Stored entries:
----------------

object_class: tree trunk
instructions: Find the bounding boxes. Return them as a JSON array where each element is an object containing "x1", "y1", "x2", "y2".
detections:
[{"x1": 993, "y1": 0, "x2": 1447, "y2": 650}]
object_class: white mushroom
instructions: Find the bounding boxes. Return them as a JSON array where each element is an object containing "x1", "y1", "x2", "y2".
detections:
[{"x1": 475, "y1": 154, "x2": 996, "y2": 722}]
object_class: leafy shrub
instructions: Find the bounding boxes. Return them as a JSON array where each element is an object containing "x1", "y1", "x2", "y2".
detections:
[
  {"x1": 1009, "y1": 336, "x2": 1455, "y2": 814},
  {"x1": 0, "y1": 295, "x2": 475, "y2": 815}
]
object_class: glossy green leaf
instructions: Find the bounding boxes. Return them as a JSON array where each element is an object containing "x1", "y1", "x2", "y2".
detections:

----------------

Instructions for the task: Exact reproduction of every entry is needed.

Output of the task:
object_class: tree trunk
instructions: Find the bounding boxes. Return them as a JSON array where each element is an object containing "x1", "y1", "x2", "y2".
detections:
[{"x1": 993, "y1": 0, "x2": 1447, "y2": 650}]
object_class: white mushroom
instructions: Find the bounding boxes. Return them as a JSON array where each element is an object containing "x1", "y1", "x2", "y2".
detections:
[{"x1": 475, "y1": 154, "x2": 996, "y2": 722}]
object_class: leafy shrub
instructions: Find the bounding boxes. Return them as a JSON array where each element is an object containing "x1", "y1", "x2", "y2".
detections:
[
  {"x1": 1009, "y1": 336, "x2": 1455, "y2": 814},
  {"x1": 0, "y1": 295, "x2": 475, "y2": 815}
]
object_class: glossy green leaf
instructions: Find the bounding boxes. Return them as a JSON array where each element is an object containing "x1", "y1", "x2", "y2".
detections:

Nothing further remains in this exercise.